Do this =
Quote every line of the data below as it stands, omitting pictures.

(Location labeling records)
########################################
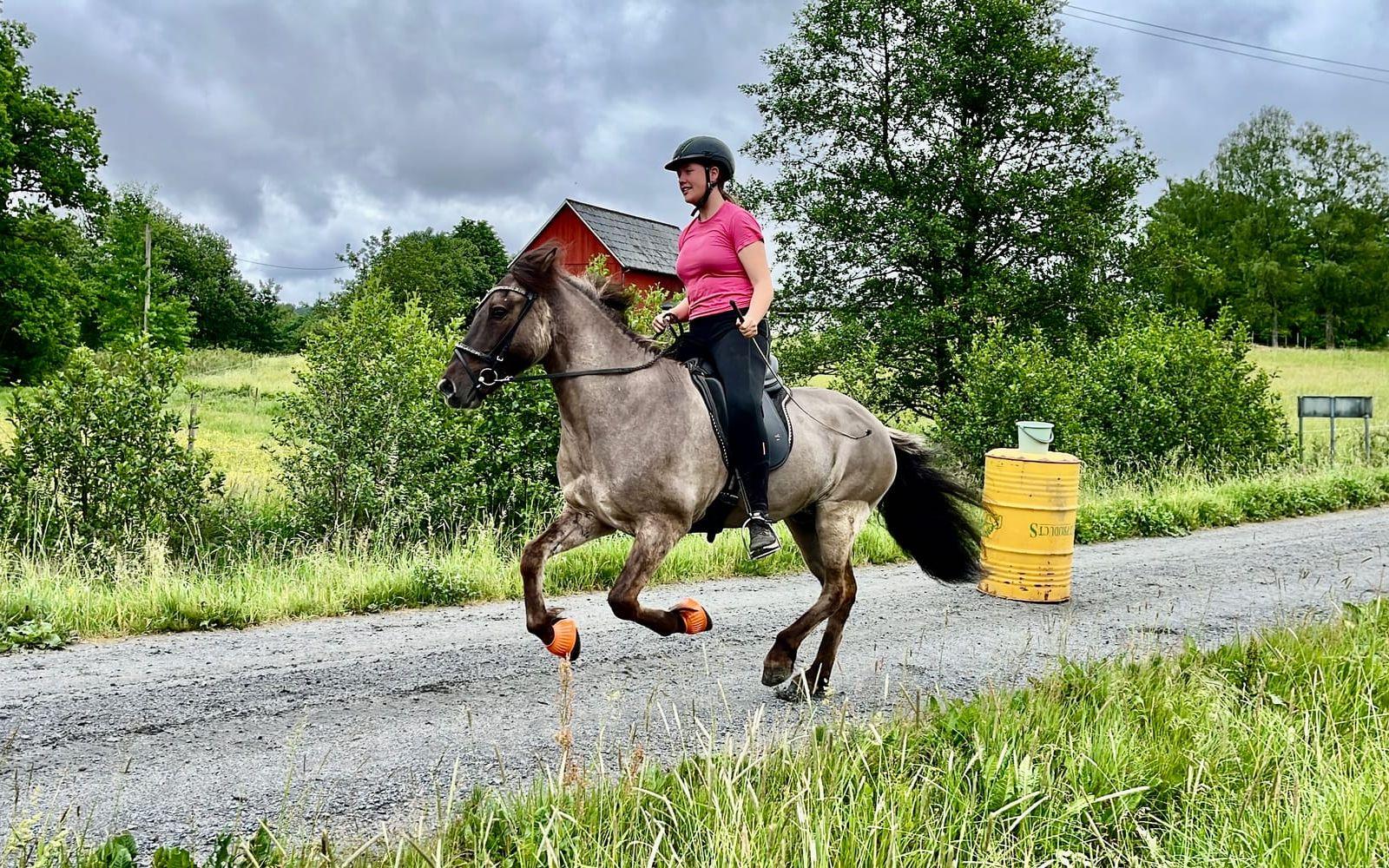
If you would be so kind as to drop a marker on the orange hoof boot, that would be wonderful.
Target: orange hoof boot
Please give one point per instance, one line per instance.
(696, 620)
(566, 642)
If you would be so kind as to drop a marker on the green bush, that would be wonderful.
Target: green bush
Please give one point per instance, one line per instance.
(367, 444)
(1160, 392)
(1171, 391)
(1004, 379)
(96, 460)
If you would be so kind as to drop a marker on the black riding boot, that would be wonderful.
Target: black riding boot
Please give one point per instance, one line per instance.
(742, 368)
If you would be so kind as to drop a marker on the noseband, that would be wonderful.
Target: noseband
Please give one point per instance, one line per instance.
(490, 377)
(493, 358)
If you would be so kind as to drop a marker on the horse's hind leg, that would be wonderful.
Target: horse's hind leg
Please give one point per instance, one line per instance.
(655, 539)
(833, 541)
(571, 528)
(816, 678)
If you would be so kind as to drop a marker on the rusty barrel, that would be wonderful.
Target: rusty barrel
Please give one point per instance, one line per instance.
(1030, 502)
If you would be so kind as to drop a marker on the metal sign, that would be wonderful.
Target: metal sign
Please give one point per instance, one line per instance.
(1333, 407)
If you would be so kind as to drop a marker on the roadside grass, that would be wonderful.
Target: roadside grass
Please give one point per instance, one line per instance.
(275, 581)
(46, 597)
(1268, 752)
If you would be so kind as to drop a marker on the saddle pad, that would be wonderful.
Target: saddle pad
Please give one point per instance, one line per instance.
(774, 416)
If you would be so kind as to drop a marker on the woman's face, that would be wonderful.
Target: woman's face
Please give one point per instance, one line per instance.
(691, 177)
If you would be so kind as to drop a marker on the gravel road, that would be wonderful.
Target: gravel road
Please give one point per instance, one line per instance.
(351, 722)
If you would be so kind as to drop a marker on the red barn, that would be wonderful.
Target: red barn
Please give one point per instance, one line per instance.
(641, 252)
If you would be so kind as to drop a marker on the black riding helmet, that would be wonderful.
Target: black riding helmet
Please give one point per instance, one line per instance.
(708, 152)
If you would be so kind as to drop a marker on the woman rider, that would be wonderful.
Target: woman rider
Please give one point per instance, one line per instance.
(722, 259)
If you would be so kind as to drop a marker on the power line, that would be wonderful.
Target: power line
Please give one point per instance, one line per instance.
(292, 267)
(1233, 42)
(1201, 45)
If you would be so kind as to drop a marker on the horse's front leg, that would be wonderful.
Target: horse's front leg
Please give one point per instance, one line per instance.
(655, 539)
(571, 528)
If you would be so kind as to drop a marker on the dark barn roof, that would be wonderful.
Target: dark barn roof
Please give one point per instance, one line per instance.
(636, 242)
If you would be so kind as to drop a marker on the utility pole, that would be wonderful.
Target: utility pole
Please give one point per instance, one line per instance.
(146, 279)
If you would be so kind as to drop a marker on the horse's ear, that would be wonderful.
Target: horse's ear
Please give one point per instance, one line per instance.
(535, 268)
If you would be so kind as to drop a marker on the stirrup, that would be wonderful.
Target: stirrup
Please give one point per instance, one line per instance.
(767, 550)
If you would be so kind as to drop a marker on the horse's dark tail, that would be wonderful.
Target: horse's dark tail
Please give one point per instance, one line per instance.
(930, 514)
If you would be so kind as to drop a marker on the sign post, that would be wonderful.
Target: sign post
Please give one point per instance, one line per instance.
(1333, 407)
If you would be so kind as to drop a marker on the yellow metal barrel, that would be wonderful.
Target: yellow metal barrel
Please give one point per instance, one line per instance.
(1030, 504)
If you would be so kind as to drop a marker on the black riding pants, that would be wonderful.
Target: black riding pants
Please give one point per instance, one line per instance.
(742, 368)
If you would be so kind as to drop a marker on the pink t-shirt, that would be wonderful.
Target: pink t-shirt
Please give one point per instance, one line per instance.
(708, 261)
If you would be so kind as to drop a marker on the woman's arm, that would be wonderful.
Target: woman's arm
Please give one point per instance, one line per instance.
(754, 263)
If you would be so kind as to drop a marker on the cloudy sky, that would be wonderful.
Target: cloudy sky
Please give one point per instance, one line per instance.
(298, 127)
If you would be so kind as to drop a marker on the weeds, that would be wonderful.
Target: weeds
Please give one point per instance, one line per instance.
(1268, 752)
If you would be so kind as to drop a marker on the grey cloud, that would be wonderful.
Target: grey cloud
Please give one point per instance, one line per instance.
(296, 128)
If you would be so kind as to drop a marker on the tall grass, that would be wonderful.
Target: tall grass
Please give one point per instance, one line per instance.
(1271, 752)
(282, 580)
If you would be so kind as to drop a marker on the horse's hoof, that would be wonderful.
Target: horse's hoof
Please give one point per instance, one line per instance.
(775, 673)
(795, 691)
(694, 617)
(566, 642)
########################################
Full answer =
If you would be so kind as to drop a marker on the orange hoof boot, that would be wonderful.
Target: orange hoof boot
Please give one point per instance, one line per instance.
(696, 620)
(566, 642)
If you would be so kind as to drop a marker on the green bush, that would be wonderful.
Target: green bush
Please give one point per instance, one line per instance.
(367, 444)
(1160, 392)
(1171, 391)
(1004, 379)
(96, 460)
If you would be so kind as to drop a marker on the black riding boot, that would be wonderful.
Target: black riding boot
Please give one point per instance, one line per instance.
(742, 368)
If you would be so kind as to drop a marker on the noseband, that would be wonderful.
Target: noseband
Please give one point per instance, one line per instance.
(490, 377)
(493, 358)
If you would be so kind as to drop a marker on the horse's hind leg, that would be wonderful.
Target: horse's hind leg
Please give one point per instance, one line per instance.
(655, 539)
(833, 541)
(571, 528)
(816, 678)
If you would be so kind as to drop a marker on the rusty barrel, that would be wonderful.
Target: rusty barrel
Please give one point per instance, one line per instance.
(1030, 502)
If you would be so kind as to drop a marker on the metal sign, that would be wonderful.
Target: metal sign
Please give one point per instance, one line per instance.
(1333, 407)
If you would be so kind as to drop a marker on the roadside grass, that would be wonderful.
Target: roadside grass
Please give one point per instance, one line per instance.
(275, 581)
(46, 597)
(1268, 752)
If you would be so kind as to drop a marker on the saddle pad, that would be wonderful.
Target: saddle pad
Please give one point per instance, one line per instance.
(774, 416)
If you would be so kind as to drop a marker on the woman's face, that would be wonderful.
Target: woman's face
Please give one point per instance, one line per instance.
(691, 177)
If you would be so kind as to drop a marker on the gravel road, that would be wonderful.
Target: gravel road
Please give one point per instance, one line per instance.
(351, 722)
If you would be so kind as to drop a marker on the red barn, that would be wonderful.
Target: red barn
Please give one point per instance, one line per instance.
(641, 252)
If you would be so kind as to drop a marker on the black riding helmet, that would be wonderful.
Target: black riding helmet
Please give one point per instance, one line per instance.
(708, 152)
If you would be so kind as to drop a marker on the woman rider, that would be wonderful.
Target: woman rider
Please give one point per instance, one line per instance.
(722, 259)
If you would be so kind as to drop a marker on the power line, that would be wonderful.
Target: power line
Please give one point per instance, one line per instance.
(292, 267)
(1233, 42)
(1201, 45)
If you would be so kind as to drop a marker on the horse's front leg, that would be wonderful.
Target: horse's front leg
Please give one point per instance, one line per instance.
(655, 539)
(571, 528)
If you would be so kind as to drop a marker on the dark barn roof, that would be wonderful.
Target: dark barn roof
Please give one point per instance, one line per instance.
(636, 242)
If you would be so kind as to drop a marker on the utility pole, that would be wonderful.
Target: utility pole
Please give one point per instance, one line per instance.
(146, 279)
If you would be so kind as to drop a marker on the horse's ear, that would be wonderful.
Target: horse's ear
Please give one point per instance, one line per instance.
(535, 268)
If you would be so kind as to drop a marker on the stirrup, that would be wonderful.
Target: stirrup
Please give one point per instance, one line per instance.
(767, 550)
If you would be so kind as to drop a marker on the horse's dark tail, that would be wonderful.
Target: horse's dark tail
Please give one point per instance, one line per instance.
(930, 514)
If you would be so kind as to drop a marker on the sign post, that would be wonderful.
Target: sign post
Please give one point per instance, one line per instance.
(1333, 407)
If you would be so kind as to drop a marker on the yellow metal barrel, that would be wonderful.
Target: yellow metal barrel
Please give one point per instance, one line per instance.
(1030, 504)
If you would be so kind as to drop a marker on the black riding pants, that would be wonderful.
Target: black riding pants
Please give one point per instance, one line per instance.
(742, 368)
If you would be so kind as to drop a marker on the pink t-shirt, that would be wonderful.
Target: pink t-shirt
Please give one point per instance, one line per instance.
(708, 261)
If you would be so kind as to drop a marker on the woman's arm, that would be wonderful.
Target: woman's arm
Please give one point per instance, one line per instance.
(754, 263)
If you would be so kind as to drop a marker on the cloudy sky, that would be wonderful.
Target: cloudy sky
Please give one point per instance, one line per instance.
(298, 127)
If you would be so kind as to drop a marker on the weeds, that would be wonderful.
Target: weeds
Please give one point per instance, one line per instance.
(1268, 752)
If you would be so kind as to drop a marker on the grey cloud, that would be wonderful.
Target: grey cloud
Please give one point per instance, one line per instance.
(296, 128)
If you would be so kind as to drop a marker on the tall grass, that would be wonderful.
Target: tall grass
Please give one point per instance, one line per instance.
(1271, 752)
(282, 580)
If you would be so kind as to drop a marker on the horse's hoof, that would be wonderful.
Target: horse's hoof
Please give one point per instance, one line per instance.
(775, 673)
(795, 691)
(694, 617)
(566, 642)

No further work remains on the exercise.